EXTRACT:

Are you a good borrower who has struggled recently with late mortgage payments because your adjustable loan was reset to a high rate, or because of a temporary financial hardship?
The good news is that you may be able to take advantage of the FHA Secure refinance program and get into a 30 year fixed rate mortgage. The potential bad news is that you have to qualify using the standard FHA debt ratio, which may be one reason why you have your current loan.
What is FHA Secure? It’s a refinance mortgage program designed by FHA to help you if you had good credit until the interest rate on your adjustable mortgage was reset or recast to where the monthly payments were too high to handle, resulting in late or delinquent payments.
What are the benefits? Providing that you qualify, an FHA Secure refinance can:
· Allow for late mortgage payments which normally disqualifies a loan
· Refinance a high adjustable rate into a 30 year fixed rate mortgage
· Allow financing for your home with as little as 3.5% home equity
· Provide help to avoid defaulting on your mortgage and keep your house
The new FHA Secure loan is a rate and term refinance, with no cash out allowed. If there is enough equity available, the loan can include money to cover past due mortgage payments, closing costs, and late fees. The loan applies only to an owner occupied principal residence.

RAW DATA:
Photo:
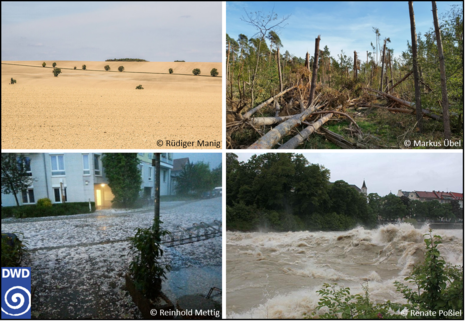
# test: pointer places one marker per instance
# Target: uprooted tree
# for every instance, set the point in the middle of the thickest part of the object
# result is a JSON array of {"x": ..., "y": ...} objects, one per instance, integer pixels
[{"x": 277, "y": 100}]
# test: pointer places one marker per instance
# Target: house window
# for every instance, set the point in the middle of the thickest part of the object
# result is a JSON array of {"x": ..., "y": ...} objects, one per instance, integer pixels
[
  {"x": 97, "y": 170},
  {"x": 85, "y": 164},
  {"x": 58, "y": 165},
  {"x": 28, "y": 196},
  {"x": 57, "y": 193}
]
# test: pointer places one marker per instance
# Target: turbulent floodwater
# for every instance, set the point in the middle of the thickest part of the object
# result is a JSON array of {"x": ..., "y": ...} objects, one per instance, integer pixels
[{"x": 276, "y": 275}]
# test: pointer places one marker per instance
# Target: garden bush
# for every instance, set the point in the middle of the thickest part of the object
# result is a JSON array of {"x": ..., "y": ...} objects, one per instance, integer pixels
[{"x": 56, "y": 71}]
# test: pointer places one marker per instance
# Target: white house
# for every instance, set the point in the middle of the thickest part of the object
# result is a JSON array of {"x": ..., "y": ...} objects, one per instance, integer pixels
[{"x": 80, "y": 177}]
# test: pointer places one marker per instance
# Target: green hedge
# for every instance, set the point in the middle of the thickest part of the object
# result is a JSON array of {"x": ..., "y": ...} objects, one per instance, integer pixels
[{"x": 26, "y": 211}]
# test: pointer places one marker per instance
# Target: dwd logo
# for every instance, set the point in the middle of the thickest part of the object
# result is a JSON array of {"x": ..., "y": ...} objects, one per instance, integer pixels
[{"x": 16, "y": 293}]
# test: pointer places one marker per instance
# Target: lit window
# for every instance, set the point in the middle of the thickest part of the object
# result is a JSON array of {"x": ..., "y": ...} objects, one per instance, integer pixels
[
  {"x": 85, "y": 164},
  {"x": 58, "y": 165}
]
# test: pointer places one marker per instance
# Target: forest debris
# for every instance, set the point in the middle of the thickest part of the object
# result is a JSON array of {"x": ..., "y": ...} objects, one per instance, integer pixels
[
  {"x": 248, "y": 114},
  {"x": 276, "y": 134}
]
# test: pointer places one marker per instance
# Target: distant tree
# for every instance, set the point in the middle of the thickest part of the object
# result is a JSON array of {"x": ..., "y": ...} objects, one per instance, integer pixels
[
  {"x": 56, "y": 71},
  {"x": 214, "y": 72},
  {"x": 124, "y": 177},
  {"x": 15, "y": 174}
]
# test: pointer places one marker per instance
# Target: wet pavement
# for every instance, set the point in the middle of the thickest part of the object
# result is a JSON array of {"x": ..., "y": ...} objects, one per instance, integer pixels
[{"x": 78, "y": 262}]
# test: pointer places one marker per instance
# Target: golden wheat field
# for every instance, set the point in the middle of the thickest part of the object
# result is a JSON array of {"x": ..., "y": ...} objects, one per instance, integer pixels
[{"x": 96, "y": 109}]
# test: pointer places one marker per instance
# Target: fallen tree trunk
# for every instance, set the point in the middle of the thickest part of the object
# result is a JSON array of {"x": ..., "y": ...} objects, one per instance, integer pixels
[
  {"x": 408, "y": 104},
  {"x": 303, "y": 135},
  {"x": 276, "y": 134},
  {"x": 248, "y": 114}
]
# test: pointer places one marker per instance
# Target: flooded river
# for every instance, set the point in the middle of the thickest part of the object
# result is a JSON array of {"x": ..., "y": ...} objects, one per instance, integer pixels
[{"x": 276, "y": 275}]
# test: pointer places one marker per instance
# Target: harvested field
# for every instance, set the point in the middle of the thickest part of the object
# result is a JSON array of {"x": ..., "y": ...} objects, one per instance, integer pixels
[{"x": 96, "y": 109}]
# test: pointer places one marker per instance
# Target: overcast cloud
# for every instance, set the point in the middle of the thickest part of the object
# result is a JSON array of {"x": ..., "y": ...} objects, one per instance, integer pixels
[
  {"x": 389, "y": 172},
  {"x": 88, "y": 31}
]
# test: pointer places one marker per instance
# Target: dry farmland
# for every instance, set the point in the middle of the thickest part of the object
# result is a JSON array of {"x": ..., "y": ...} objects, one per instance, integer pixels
[{"x": 96, "y": 109}]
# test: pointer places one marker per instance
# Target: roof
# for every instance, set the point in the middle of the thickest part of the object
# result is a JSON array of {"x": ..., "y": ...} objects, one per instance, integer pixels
[
  {"x": 178, "y": 164},
  {"x": 430, "y": 195}
]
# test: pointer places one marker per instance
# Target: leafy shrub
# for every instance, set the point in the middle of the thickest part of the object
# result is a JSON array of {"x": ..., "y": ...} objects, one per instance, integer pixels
[
  {"x": 12, "y": 250},
  {"x": 56, "y": 71},
  {"x": 44, "y": 202},
  {"x": 145, "y": 269}
]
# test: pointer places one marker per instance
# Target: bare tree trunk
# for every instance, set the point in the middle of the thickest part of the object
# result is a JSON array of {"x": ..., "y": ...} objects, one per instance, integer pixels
[
  {"x": 315, "y": 70},
  {"x": 442, "y": 68},
  {"x": 279, "y": 70},
  {"x": 355, "y": 65},
  {"x": 382, "y": 66},
  {"x": 415, "y": 68}
]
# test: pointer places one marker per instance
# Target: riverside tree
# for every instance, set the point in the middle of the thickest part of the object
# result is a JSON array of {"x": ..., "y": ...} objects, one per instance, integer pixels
[{"x": 124, "y": 177}]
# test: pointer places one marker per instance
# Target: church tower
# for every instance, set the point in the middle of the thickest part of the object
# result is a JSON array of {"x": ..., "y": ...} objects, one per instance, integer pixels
[{"x": 364, "y": 189}]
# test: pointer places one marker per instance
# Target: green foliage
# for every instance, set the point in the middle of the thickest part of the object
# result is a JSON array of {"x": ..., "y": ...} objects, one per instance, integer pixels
[
  {"x": 340, "y": 304},
  {"x": 214, "y": 72},
  {"x": 124, "y": 177},
  {"x": 56, "y": 71},
  {"x": 12, "y": 250},
  {"x": 197, "y": 178},
  {"x": 27, "y": 211},
  {"x": 44, "y": 202},
  {"x": 145, "y": 268},
  {"x": 439, "y": 286},
  {"x": 15, "y": 175},
  {"x": 127, "y": 59}
]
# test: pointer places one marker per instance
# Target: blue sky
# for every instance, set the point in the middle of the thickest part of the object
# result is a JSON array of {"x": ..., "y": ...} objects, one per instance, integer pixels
[
  {"x": 389, "y": 172},
  {"x": 342, "y": 25},
  {"x": 95, "y": 31},
  {"x": 214, "y": 159}
]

EXERCISE REQUIREMENTS: Continue the piece on the FHA Secure refinance program, starting right after its last sentence.

RESPONSE TO THIS TASK:
How do you qualify? The general requirements for FHA Secure include:
· The rate reset was the only cause of the delinquent mortgage payments
· Credit must have been good for at least 6 months prior to the rate reset
· The mortgage being refinanced is a non-FHA adjustable rate mortgage
· Must have sufficient income to qualify for the new mortgage payments
· A sustained verifiable history of employment for a minimum of 2 years
· A letter of explanation regarding the late payments should be provided
One of the primary goals of the FHA Secure refinance is to help restore liquidity and stability to the real estate markets, which includes assistance to subprime borrowers. It can assist people who have missed up to three mortgage payments over the previous 12 months. The program can also help people who have experienced a temporary economic hardship, such as medical expenses, loss of overtime pay, as well as those affected by payment shock from a rate reset.
Any type of conventional loan can be refinanced with FHA Secure, as long as you have been current on your mortgage for the last 6 months, and have sufficient income for the payment. If you are delinquent now, the default must have been due to the payment shock of a mortgage rate reset or, in the case of an Option ARM, the recasting of your mortgage to a fully amortized loan.
To determine the maximum loan amount, FHA will rely on a current home appraisal, even if you have owned the home for less than one year, and may review appraisals in declining markets.